■ **TEXTO APRESENTADO**

Marcus Miller é, sem dúvida, um dos baixistas mais influentes das últimas décadas. Seu som, tempo, sensibilidade e groove espetacular fizeram de Miller uma estrela entre os músicos de todo o planeta. Seu som é inconfundível: com apenas duas notas você já sabe quem é. Depois de vários anos tocando e produzindo ao lado de Miles Davis, Miller teve uma carreira solo inigualável como baixista, produtor e compositor, não apenas de álbuns, mas também para filmes.

Como se fosse pouco, a Fender o homenageou com seu Marcus Miller Signature Jazz Bass. Com seu groove fora de série e seu som inconfundível, Marcus é um dos baixistas mais imitados da atualidade. Eu tive a honra de entrevistar este lendário músico antes de uma apresentação com sua banda em Denver e, com um sorriso, ele compartilhou sua inteligência e eloquência conosco. Aproveite.

■ **DADOS**
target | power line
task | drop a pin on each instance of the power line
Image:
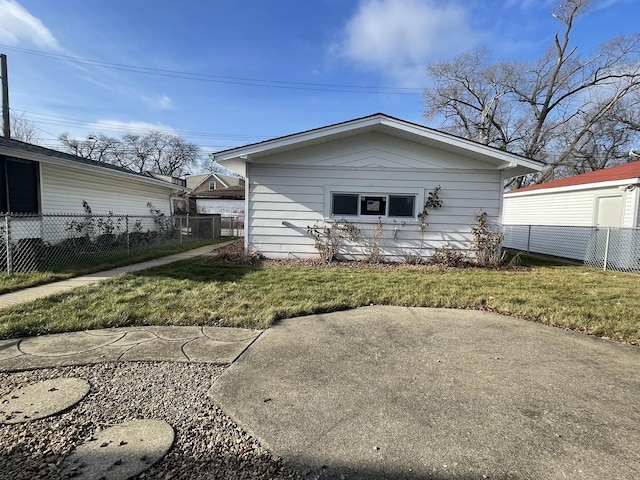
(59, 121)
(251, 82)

...

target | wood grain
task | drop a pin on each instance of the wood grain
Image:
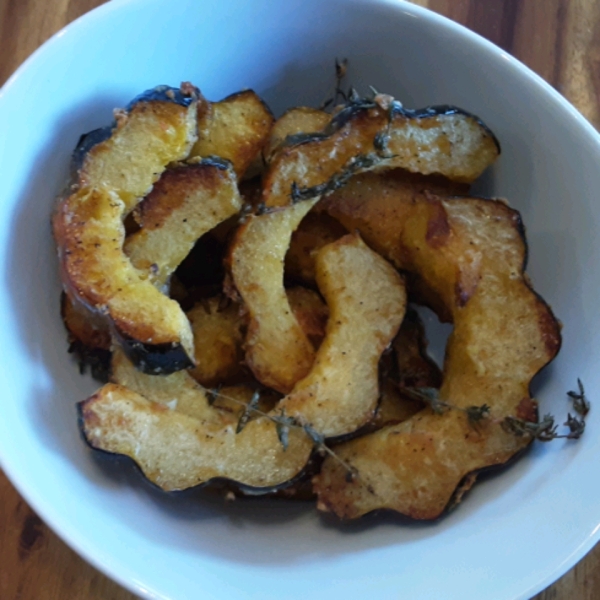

■ **ENUNCIADO DA TAREFA**
Reproduza sem alterações o trecho do texto sobre Marcus Miller que começa nas palavras "Marcus Miller é, sem" e termina depois de "também para filmes.". As entradas provêm de outra fonte.

■ **RESPOSTA DESENVOLVIDA**
Marcus Miller é, sem dúvida, um dos baixistas mais influentes das últimas décadas. Seu som, tempo, sensibilidade e groove espetacular fizeram de Miller uma estrela entre os músicos de todo o planeta. Seu som é inconfundível: com apenas duas notas você já sabe quem é. Depois de vários anos tocando e produzindo ao lado de Miles Davis, Miller teve uma carreira solo inigualável como baixista, produtor e compositor, não apenas de álbuns, mas também para filmes.